News / Asia

Hong Kong Begins to Destroy Ivory Stockpile

Officials and guests including Hong Kong Secretary for the Environment Wong Kam-sing, second right, are shown seized ivory, May 15, 2014.
Officials and guests including Hong Kong Secretary for the Environment Wong Kam-sing, second right, are shown seized ivory, May 15, 2014.
Ivan Broadhead
Authorities in Hong Kong Thursday began the process of destroying nearly 30 tons of ivory, arguing that it was too expensive to safeguard one of the world’s largest caches of elephant tusk.  While conservationists praise the gesture, saying it shows the government's commitment to fighting wildlife crime, many insist more needs to be done in Asia to help tackle the poaching of critically endangered elephant and rhino species.  

After years of indecision, the Hong Kong government has incinerated the first ton of ivory from its vast stockpile of elephant tusk, confiscated from wildlife crime syndicates since 2004.

MATERIAL
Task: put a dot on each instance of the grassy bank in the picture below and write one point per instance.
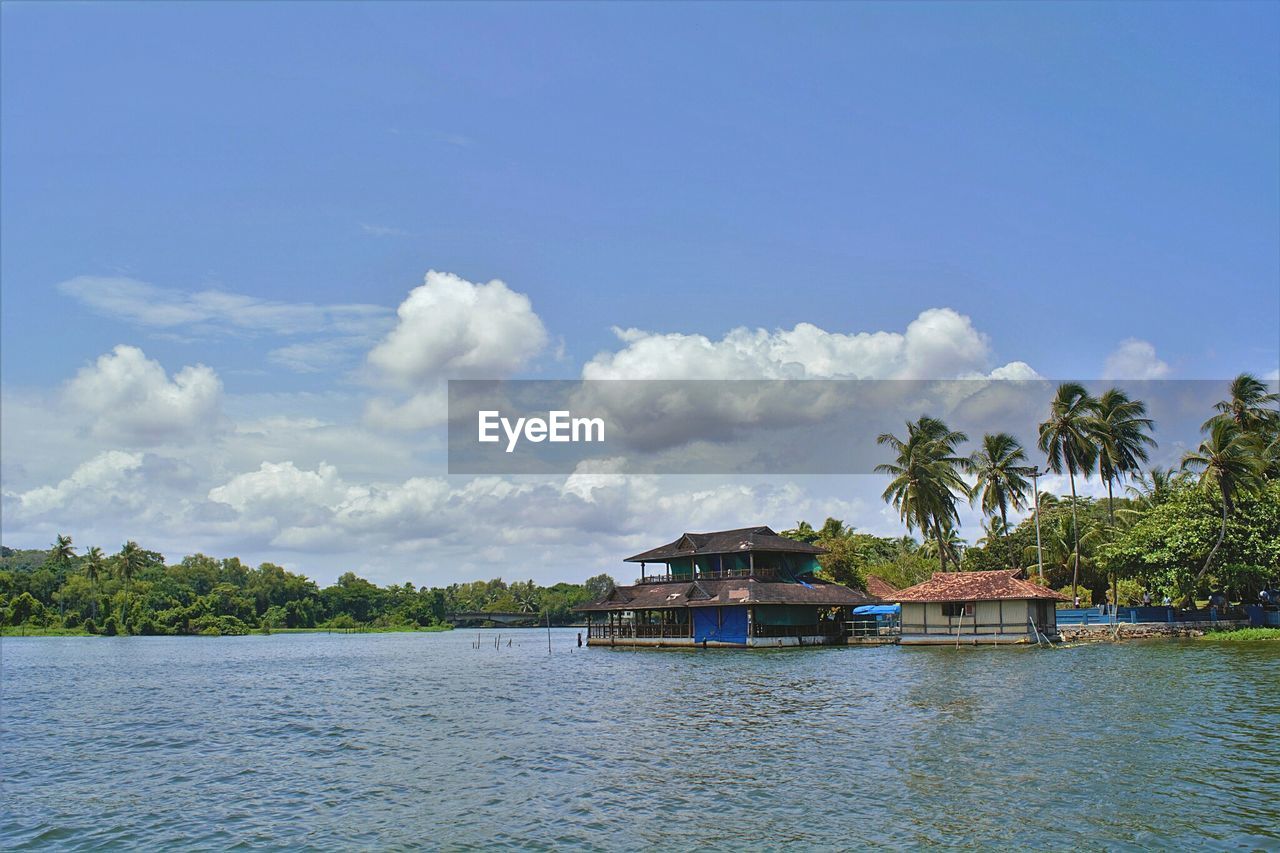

TO BE DONE
1. In the ivory article, condense the paragraph that opens with "Authorities in Hong Kong Thursday began" into a shorter version that keeps its main facts.
2. Copy the ivory article word for word, starting with "After years of" and going on through "syndicates since 2004.".
None of the material is needed for this work.

RESULTS FOR EACH TASK
1. On Thursday, Hong Kong authorities started destroying nearly 30 tons of ivory. They said one of the world's largest stocks of elephant tusk was too costly to guard. Conservationists praise the move as a sign of the government's commitment to fighting wildlife crime. Many say Asia must do more to stop the poaching of critically endangered elephants and rhinos.

2.
After years of indecision, the Hong Kong government has incinerated the first ton of ivory from its vast stockpile of elephant tusk, confiscated from wildlife crime syndicates since 2004.